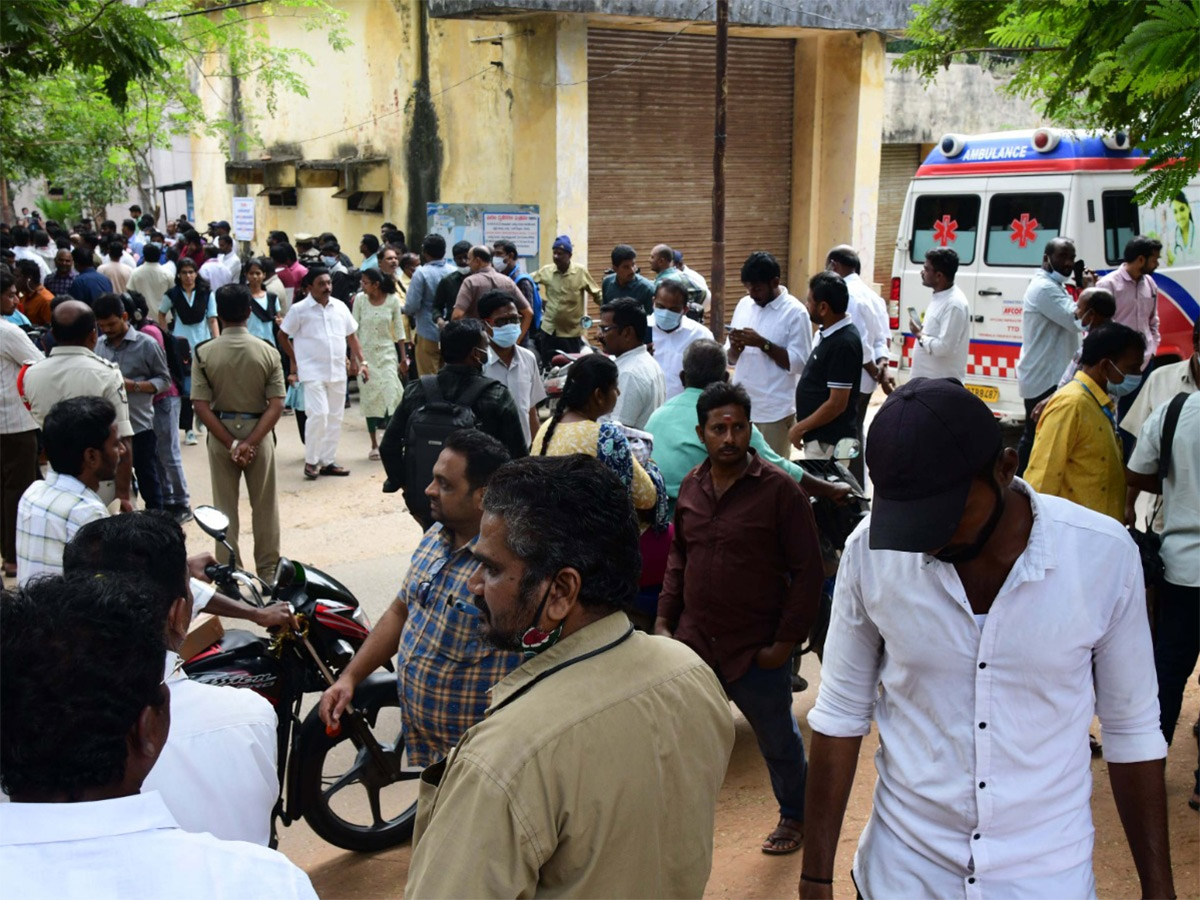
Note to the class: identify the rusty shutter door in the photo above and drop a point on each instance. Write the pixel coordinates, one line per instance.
(898, 165)
(651, 149)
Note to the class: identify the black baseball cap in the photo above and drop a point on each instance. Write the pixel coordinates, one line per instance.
(929, 439)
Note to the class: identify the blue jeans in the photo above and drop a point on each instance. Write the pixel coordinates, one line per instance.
(765, 697)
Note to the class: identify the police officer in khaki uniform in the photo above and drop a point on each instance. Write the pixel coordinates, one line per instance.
(238, 393)
(72, 370)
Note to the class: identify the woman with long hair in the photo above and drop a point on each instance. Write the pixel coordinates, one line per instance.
(195, 311)
(381, 328)
(589, 394)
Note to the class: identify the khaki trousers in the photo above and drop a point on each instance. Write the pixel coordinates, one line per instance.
(429, 357)
(259, 489)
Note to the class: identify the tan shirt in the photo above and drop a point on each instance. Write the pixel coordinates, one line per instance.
(595, 779)
(76, 372)
(237, 372)
(477, 285)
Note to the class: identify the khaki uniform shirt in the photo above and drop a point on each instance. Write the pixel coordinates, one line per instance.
(76, 372)
(562, 295)
(237, 372)
(591, 775)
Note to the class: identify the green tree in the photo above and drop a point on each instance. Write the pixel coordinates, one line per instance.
(1104, 65)
(90, 88)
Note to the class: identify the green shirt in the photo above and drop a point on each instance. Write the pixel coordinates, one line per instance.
(562, 294)
(678, 448)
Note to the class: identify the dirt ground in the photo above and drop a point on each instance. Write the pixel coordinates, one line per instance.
(365, 538)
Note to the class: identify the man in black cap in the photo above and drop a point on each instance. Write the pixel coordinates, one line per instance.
(997, 622)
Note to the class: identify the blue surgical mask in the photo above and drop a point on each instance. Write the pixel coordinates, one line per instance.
(1131, 383)
(505, 335)
(667, 319)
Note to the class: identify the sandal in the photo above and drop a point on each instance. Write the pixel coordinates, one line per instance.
(787, 833)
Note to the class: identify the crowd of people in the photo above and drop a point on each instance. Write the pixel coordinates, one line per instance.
(594, 586)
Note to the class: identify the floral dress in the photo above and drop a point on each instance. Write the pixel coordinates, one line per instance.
(379, 329)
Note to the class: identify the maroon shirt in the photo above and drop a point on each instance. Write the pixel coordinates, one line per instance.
(744, 570)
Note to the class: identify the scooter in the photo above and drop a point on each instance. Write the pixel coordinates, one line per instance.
(351, 786)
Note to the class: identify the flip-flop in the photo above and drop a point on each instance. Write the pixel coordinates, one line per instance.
(784, 832)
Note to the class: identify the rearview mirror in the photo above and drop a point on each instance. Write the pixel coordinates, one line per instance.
(846, 449)
(213, 521)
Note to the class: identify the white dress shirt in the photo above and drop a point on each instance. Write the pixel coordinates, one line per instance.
(318, 336)
(870, 317)
(132, 847)
(216, 274)
(642, 388)
(785, 323)
(523, 381)
(48, 515)
(1181, 490)
(16, 351)
(216, 772)
(945, 341)
(669, 347)
(984, 774)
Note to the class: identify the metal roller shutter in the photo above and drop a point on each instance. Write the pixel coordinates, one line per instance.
(898, 165)
(651, 149)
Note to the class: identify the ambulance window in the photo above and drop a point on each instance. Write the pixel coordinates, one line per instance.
(1120, 223)
(1020, 226)
(945, 221)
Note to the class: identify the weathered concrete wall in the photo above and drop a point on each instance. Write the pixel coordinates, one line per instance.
(965, 99)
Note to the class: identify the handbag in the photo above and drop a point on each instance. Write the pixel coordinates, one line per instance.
(1150, 543)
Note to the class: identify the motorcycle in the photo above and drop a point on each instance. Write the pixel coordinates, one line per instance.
(835, 521)
(316, 766)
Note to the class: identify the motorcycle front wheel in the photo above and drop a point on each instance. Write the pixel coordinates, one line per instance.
(343, 797)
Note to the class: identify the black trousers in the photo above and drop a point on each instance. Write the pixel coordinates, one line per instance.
(145, 467)
(1026, 444)
(1176, 647)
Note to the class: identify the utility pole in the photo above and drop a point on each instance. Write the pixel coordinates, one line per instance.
(723, 94)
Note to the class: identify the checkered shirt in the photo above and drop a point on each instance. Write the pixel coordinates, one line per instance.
(48, 515)
(445, 669)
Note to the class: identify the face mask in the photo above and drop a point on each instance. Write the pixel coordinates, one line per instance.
(1120, 389)
(534, 640)
(505, 335)
(667, 319)
(976, 547)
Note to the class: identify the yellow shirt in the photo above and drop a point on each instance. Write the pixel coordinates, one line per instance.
(581, 438)
(1077, 454)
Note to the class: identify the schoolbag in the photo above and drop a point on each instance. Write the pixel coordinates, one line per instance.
(426, 432)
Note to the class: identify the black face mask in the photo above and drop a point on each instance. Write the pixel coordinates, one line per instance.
(969, 552)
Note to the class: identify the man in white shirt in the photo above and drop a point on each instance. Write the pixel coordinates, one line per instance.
(1177, 598)
(214, 271)
(982, 625)
(229, 258)
(84, 719)
(943, 339)
(771, 339)
(509, 364)
(217, 772)
(319, 333)
(83, 448)
(673, 333)
(870, 317)
(640, 379)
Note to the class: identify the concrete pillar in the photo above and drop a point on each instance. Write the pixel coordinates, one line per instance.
(837, 149)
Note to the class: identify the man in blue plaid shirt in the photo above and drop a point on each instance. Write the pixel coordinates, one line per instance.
(445, 669)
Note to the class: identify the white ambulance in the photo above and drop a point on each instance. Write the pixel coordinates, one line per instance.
(997, 199)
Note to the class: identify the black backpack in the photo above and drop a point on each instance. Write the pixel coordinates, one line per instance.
(426, 432)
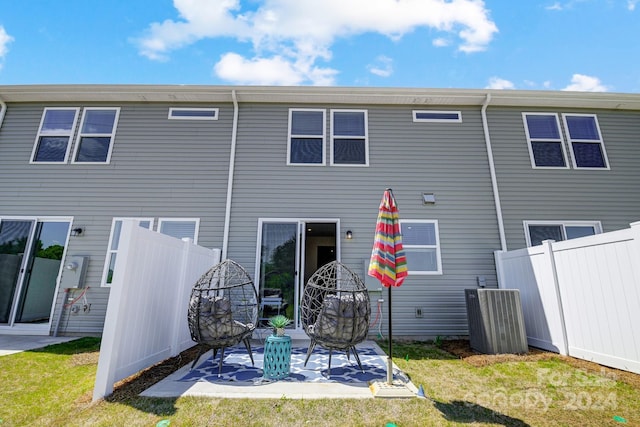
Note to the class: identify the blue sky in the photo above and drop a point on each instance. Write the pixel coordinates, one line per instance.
(585, 45)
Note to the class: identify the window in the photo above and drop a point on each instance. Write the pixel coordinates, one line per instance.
(587, 147)
(538, 231)
(306, 137)
(114, 241)
(546, 147)
(437, 116)
(349, 139)
(94, 142)
(180, 228)
(54, 136)
(422, 246)
(193, 113)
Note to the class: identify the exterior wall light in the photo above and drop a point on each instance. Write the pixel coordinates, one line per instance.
(428, 199)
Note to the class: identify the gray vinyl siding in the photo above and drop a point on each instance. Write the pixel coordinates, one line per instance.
(449, 160)
(158, 168)
(610, 196)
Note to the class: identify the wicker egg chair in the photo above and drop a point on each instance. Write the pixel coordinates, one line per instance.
(223, 310)
(335, 310)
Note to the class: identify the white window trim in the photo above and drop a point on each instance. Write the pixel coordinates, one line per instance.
(443, 120)
(600, 141)
(324, 137)
(194, 220)
(438, 271)
(105, 271)
(365, 137)
(204, 117)
(597, 226)
(61, 134)
(111, 135)
(529, 140)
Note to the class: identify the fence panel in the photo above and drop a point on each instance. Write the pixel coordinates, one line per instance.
(146, 319)
(581, 296)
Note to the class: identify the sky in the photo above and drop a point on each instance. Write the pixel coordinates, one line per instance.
(582, 45)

▶ WHAT NEEDS TO BE DONE
Can the entries above be repeated exactly, without their pictures?

▶ ANSWER TO THIS TASK
Note to the class: identify the rusty shutter door in the photo above and drop a point on each instance. Write the pixel coordinates, one line per instance.
(898, 165)
(651, 149)
Note to the class: identify the black baseball cap in the photo above and drop a point on each instance. Write the pixel coordinates, one line per instance.
(929, 439)
Note to the class: identify the blue jeans in the photo above and drop a point on each instance. Write the pixel coordinates, one line per instance.
(765, 697)
Note to the class: identify the police officer in khaki uniform in the photo above and drop a point on each instance. Write the pixel coordinates, one line per instance.
(238, 393)
(72, 370)
Note to the class: identify the woman with long hair in the photo above and drop a point on each instance. Write the pixel coordinates, one line per instance.
(195, 311)
(381, 328)
(589, 394)
Note to the class: identify the khaki trousers in the photo above and drop a point on each instance. Write the pixel coordinates, one line per instance.
(429, 357)
(259, 489)
Note to the class: identify the tan shirt in the photo above and drop a point on each instance. Write the pixel coordinates, one line per instance.
(595, 779)
(76, 372)
(237, 372)
(477, 285)
Note to the class: identify the khaki uniform shirt in the photo above and drop a point on each instance. Write the pixel coordinates, one line per instance.
(76, 372)
(562, 295)
(237, 372)
(591, 775)
Note to the class: identify the green tree in the photo above and drop a point on each instance. Write the pixel coordinates, one line per instance.
(1104, 65)
(90, 88)
Note to the class: identify the green shirt in the photo above and drop a point on each instance. Write the pixel coordinates, one line per instance.
(562, 294)
(678, 448)
Note to the class: identify the dirt ground in the photo above and drop a point on each instance. Write the pixel coordinates, one line per instance.
(365, 538)
Note to the class: identify the man in black cap in the photo above and drop a point on each instance. Write the pixel coordinates, one line per instance.
(997, 622)
Note to the class: identify the blue surgical mask in the photo above and drop a point on each instance. Write the pixel coordinates, one line per instance.
(1131, 383)
(505, 335)
(667, 319)
Note to the class: identify the sandal in the photo above and drop a point on each instance. Write the pixel coordinates, one line per instance.
(787, 833)
Note to the class: identify the crowd of people in the photo above and drop a point on each instance. Write the pixel coordinates, one line per instance.
(594, 586)
Note to the class: identify the floral dress in the photo above and drop a point on each instance. Write the pixel coordinates, one line per instance.
(379, 329)
Note to the class: identify the maroon shirt in the photo above and drop a point on each instance. Write the pixel coordinates, one line per instance.
(744, 570)
Note to the class: identify the scooter in the photo above and drop a point on each instance. Write the pixel coordinates, one line per instance.
(351, 786)
Note to the class: identify the flip-flop in the photo above and drop a point on each instance. Write the pixel coordinates, one line per instance.
(784, 832)
Note to the class: identify the rearview mirror in the photo above and drop a point on each instance. Write the pixel coordinates, one line per instance.
(846, 449)
(213, 521)
Note to the class: identify the white dress shirt in the photo above and drop a point on each instance. Write the pixel coordinates, one line per instance.
(318, 336)
(870, 317)
(132, 847)
(216, 274)
(642, 388)
(785, 323)
(523, 381)
(48, 515)
(1181, 490)
(16, 351)
(216, 772)
(945, 341)
(669, 347)
(984, 774)
Note to the class: identify the metal roller shutter in the photo above and drop a point on each instance. Write the pixel coordinates, one line per instance.
(898, 165)
(651, 149)
Note to the class: identify the ambulance window in the photo above and drop a point on each instance. Write the pixel coordinates, one line per instance.
(1120, 223)
(1020, 226)
(945, 221)
Note to the class: identify the weathered concrete wall in the photo above and drop a point on each instance. Write the pixel coordinates, one line per instance.
(965, 99)
Note to the class: identify the handbag in the photo above and drop a point on each instance. Write the pixel coordinates, one line per instance.
(1150, 543)
Note to the class: identify the motorcycle in the photo above and drop a point on each instance. Write the pixel coordinates, one line per instance.
(835, 521)
(316, 766)
Note to the class: identify the motorcycle front wheel in the photo above and drop a point on each instance. Write the pixel coordinates, one line per instance.
(343, 797)
Note to the class: identify the black trousers in the photo above and drop a point on each instance. Write the pixel coordinates, one line per instance.
(145, 467)
(1026, 444)
(1176, 647)
Note to the class: identify the utility pole in the photo above and drop a point on each instance. Write the pixel coordinates, one line per instance.
(723, 94)
Note to the class: identify the checkered shirt in the photo above and drop a point on each instance. Write the pixel coordinates, one line per instance.
(48, 515)
(445, 669)
Note to the class: identify the face mask in the photo above and drop a point on each instance. Write the pixel coordinates, one line per instance.
(1120, 389)
(534, 640)
(505, 335)
(667, 319)
(976, 547)
Note to the class: identify the yellow shirt in the photo above and drop a point on each instance. Write the pixel coordinates, one line per instance.
(581, 438)
(1077, 454)
Note to the class: identify the schoolbag in the photo above and drop a point on each instance. Write the pixel coordinates, one line per instance.
(426, 432)
Note to the class: identify the black face mask in the photo above and drop a point on each instance. Write the pixel coordinates, one line per instance.
(969, 552)
Note to the class: identify the man in white shirt in the photo above and drop a point on each instance. Write the pixel coordinates, one line per instance.
(1177, 598)
(214, 271)
(982, 625)
(229, 258)
(84, 719)
(943, 339)
(771, 339)
(509, 364)
(217, 772)
(319, 333)
(83, 448)
(673, 333)
(870, 317)
(640, 379)
Note to the class: identify the concrete pillar in the photo above and drop a point on each instance. Write the pixel coordinates, one line per instance.
(837, 149)
Note to the class: identify the man in blue plaid shirt in the photo above and drop a point on each instance. Write the pixel coordinates, one line per instance.
(445, 669)
Note to the class: identify the white ambulance in the photo above and drop a point on each instance. Write the pixel coordinates, one line per instance.
(997, 199)
Note to the class: identify the black backpack in the photo above and drop a point on each instance. Write the pixel coordinates, one line per instance.
(426, 432)
Note to the class: identify the blue sky in the photo above and drop a point on each instance. Write the pixel coordinates, one line per instance.
(585, 45)
Note to the class: identify the window in the photo above and drop a point on each instance. Write the pixel coordinates, one line per instance.
(587, 147)
(538, 231)
(306, 137)
(114, 241)
(546, 147)
(437, 116)
(349, 139)
(94, 142)
(180, 228)
(54, 136)
(422, 246)
(193, 113)
Note to the class: identify the exterior wall light in the photo above and drop a point on each instance. Write the pixel coordinates, one line per instance.
(428, 199)
Note to the class: identify the gray vinyl siding in the photo above and drop a point on each instance. Write the pixel coordinates, one line per instance.
(449, 160)
(158, 168)
(610, 196)
Note to the class: identify the wicker egg chair in the photo above and drop a point on each instance. Write the pixel coordinates, one line per instance.
(223, 310)
(335, 310)
Note to the class: identify the white window trim in the photo above and drop a point on each instance. Write the pixel coordinates, one line per instance.
(443, 120)
(600, 141)
(324, 137)
(194, 220)
(438, 271)
(105, 271)
(365, 137)
(204, 117)
(597, 226)
(61, 134)
(111, 135)
(529, 140)
Note to the class: identify the fence panel in the photo above and drop a point on each instance. Write the pixel coordinates, one line per instance.
(146, 319)
(581, 296)
Note to the class: identify the sky in the photo above and drop a point on each instance. Write the pixel coordinates, one line per instance.
(582, 45)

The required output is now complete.